Carry on the article about TJ Ducklo's lung cancer from its final sentence, keeping its reporting style.

■ **PAGE TEXT**:
'''
Political strategist TJ Ducklo, the Biden-Harris campaign’s national press secretary, is fighting two very different battles. The first is extremely public: the impending election showdown between Democratic nominee Joe Biden and Republican incumbent Donald Trump.

The second, however, is more personal: Stage IV lung cancer. Ducklo has never smoked—about 90% of men with lung cancer have—and at 32 he is more than three decades younger than the majority of people who develop lung cancer.

The third most common cancer in the United States, lung cancer kills over 200,000 people in the United States annually. It tends to be asymptomatic until it reaches an advanced stage. By the time Ducklo learned the cause of the persistent cough, night sweats, weight loss and sustained fatigue he’d been experiencing since late 2019, the cancer had metastasized to his liver, gallbladder and bones.

He received the diagnosis in December, a month before the Iowa primary debate, when Joe Biden’s main opponent was Senator Bernie Sanders. “I didn’t want to talk to anybody. I didn’t want to do anything,” Ducklo told the monthly magazine Washingtonian. “You just lay around and think about dying.”

He began treatment almost immediately with the support of his parents, colleagues and Biden himself. (The former vice president lost his eldest son, Beau, to brain cancer in 2015.) When Ducklo’s boss, Katie Bedingfield, the campaign’s communications director, informed Biden about Ducklo’s situation, Biden asked for Ducklo’s parents’ phone number and called them up to offer some words of encouragement.

Fortunately for Ducklo, his tumors had mutations that made him a candidate for a targeted therapy, a newer treatment for lung cancer that has greatly increased survival rates. One week after the Iowa debate, CT scans showed that Ducklo’s lung tumor had shrunk by 60% to 70%.
'''
■ **DATA RECORDS**:
'''
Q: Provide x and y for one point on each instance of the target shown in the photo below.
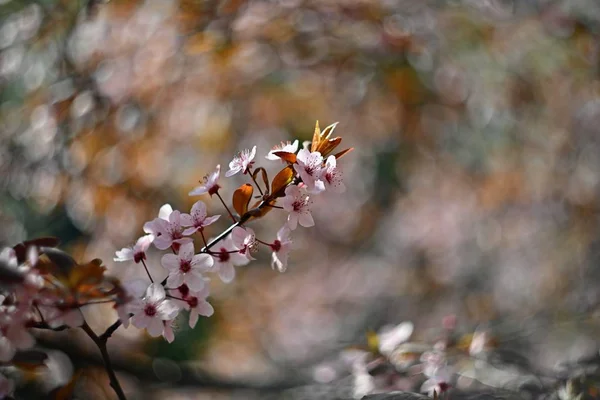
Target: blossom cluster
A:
(307, 173)
(42, 287)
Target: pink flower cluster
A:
(154, 307)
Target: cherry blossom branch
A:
(225, 205)
(100, 342)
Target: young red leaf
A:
(343, 153)
(281, 180)
(241, 198)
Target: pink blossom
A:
(281, 248)
(309, 167)
(210, 184)
(331, 176)
(197, 220)
(153, 310)
(283, 146)
(169, 231)
(186, 267)
(241, 162)
(168, 333)
(297, 202)
(136, 253)
(245, 240)
(133, 291)
(227, 256)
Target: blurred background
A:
(473, 189)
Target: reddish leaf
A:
(343, 152)
(281, 180)
(316, 137)
(241, 198)
(264, 176)
(284, 155)
(327, 145)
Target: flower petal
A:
(155, 293)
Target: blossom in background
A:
(197, 219)
(245, 240)
(281, 248)
(241, 162)
(136, 253)
(129, 299)
(308, 166)
(168, 333)
(153, 310)
(287, 146)
(13, 334)
(210, 184)
(197, 305)
(331, 176)
(227, 257)
(297, 202)
(153, 227)
(439, 382)
(169, 231)
(185, 267)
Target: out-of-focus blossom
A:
(297, 202)
(187, 267)
(241, 162)
(154, 308)
(287, 146)
(197, 219)
(438, 383)
(210, 184)
(169, 232)
(136, 253)
(281, 249)
(390, 339)
(153, 227)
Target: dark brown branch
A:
(101, 343)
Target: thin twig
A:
(101, 343)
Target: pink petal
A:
(194, 280)
(193, 318)
(170, 262)
(226, 272)
(165, 211)
(305, 219)
(155, 293)
(155, 327)
(205, 309)
(202, 262)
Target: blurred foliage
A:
(473, 188)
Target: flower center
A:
(276, 245)
(139, 256)
(150, 310)
(184, 290)
(298, 205)
(193, 302)
(185, 266)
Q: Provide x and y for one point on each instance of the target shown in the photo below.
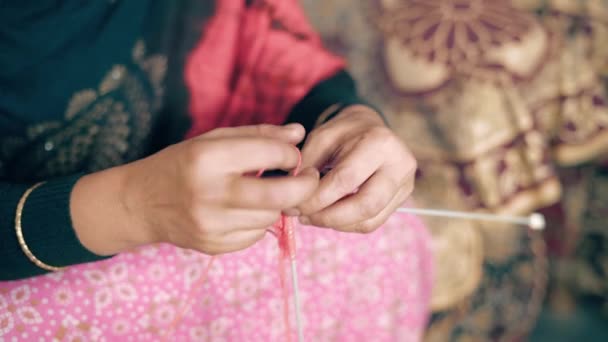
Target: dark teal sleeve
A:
(46, 226)
(340, 90)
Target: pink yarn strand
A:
(283, 231)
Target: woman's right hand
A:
(195, 194)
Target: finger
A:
(272, 193)
(374, 223)
(350, 172)
(292, 133)
(241, 155)
(234, 241)
(226, 221)
(373, 196)
(322, 143)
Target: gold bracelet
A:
(26, 250)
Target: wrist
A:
(100, 217)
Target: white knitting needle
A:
(535, 221)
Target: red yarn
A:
(283, 231)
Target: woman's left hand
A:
(371, 172)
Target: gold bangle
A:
(26, 250)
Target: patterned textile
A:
(354, 288)
(495, 98)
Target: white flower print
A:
(63, 296)
(111, 285)
(6, 322)
(17, 305)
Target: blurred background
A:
(504, 105)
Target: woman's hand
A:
(371, 172)
(196, 194)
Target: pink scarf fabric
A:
(354, 288)
(252, 66)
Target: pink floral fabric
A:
(354, 288)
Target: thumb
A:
(292, 133)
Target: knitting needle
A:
(535, 221)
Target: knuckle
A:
(198, 155)
(364, 228)
(319, 136)
(273, 197)
(263, 129)
(343, 179)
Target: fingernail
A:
(310, 171)
(291, 212)
(292, 126)
(304, 220)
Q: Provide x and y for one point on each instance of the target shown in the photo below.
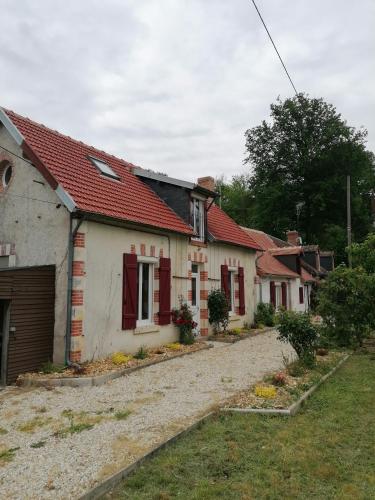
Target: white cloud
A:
(173, 84)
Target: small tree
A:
(218, 309)
(346, 304)
(296, 329)
(265, 314)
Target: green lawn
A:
(326, 451)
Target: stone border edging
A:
(293, 408)
(98, 379)
(234, 339)
(109, 483)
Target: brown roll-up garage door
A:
(30, 295)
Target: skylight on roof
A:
(103, 167)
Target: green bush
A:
(296, 329)
(346, 304)
(265, 314)
(218, 310)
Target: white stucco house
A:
(94, 252)
(281, 278)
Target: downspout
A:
(68, 336)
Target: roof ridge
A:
(66, 136)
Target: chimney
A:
(207, 183)
(293, 238)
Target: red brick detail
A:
(75, 356)
(204, 275)
(79, 240)
(78, 268)
(76, 328)
(77, 297)
(204, 313)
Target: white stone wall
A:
(36, 225)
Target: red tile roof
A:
(224, 229)
(65, 159)
(268, 265)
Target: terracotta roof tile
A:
(223, 228)
(127, 199)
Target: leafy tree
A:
(300, 160)
(346, 304)
(237, 200)
(363, 254)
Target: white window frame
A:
(140, 264)
(201, 202)
(231, 273)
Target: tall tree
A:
(299, 161)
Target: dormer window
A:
(197, 218)
(103, 167)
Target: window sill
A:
(198, 243)
(146, 329)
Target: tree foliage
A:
(298, 164)
(346, 304)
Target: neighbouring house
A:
(281, 279)
(95, 252)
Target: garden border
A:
(231, 340)
(112, 481)
(293, 408)
(98, 379)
'''
■ **ANSWER FOR THE TASK**:
Elated by the improvement, Ducklo returned to work full-time for the Biden campaign. His timing was fortuitous. Following Biden’s dismal showing at the Iowa and New Hampshire caucuses (he came in fourth and fifth, respectively), campaign staffers were pessimistic about their candidate’s chances of success. But within two months, fellow moderate presidential candidates Amy Klobuchar and Pete Buttigieg had dropped out and endorsed Biden, turning the tide in his favor.

Today, 10 months out from his initial diagnosis, Ducklo continues to work enthusiastically, giving interviews, attending events and strategizing over Zoom. His tireless work ethic initially caught some fellow staffers by surprise. “We were like, ‘Get off this phone! What are you doing?’” Symone Sanders, one of Biden’s senior advisers, recalled telling Ducklo during the early days of his treatment. But Ducklo believes his cause is bigger than himself. “It’s all on the line,” he said. “And my own—I’m not saying that my own health is more or less important, but I don’t want to live in a world where Donald Trump’s the president for four more years.”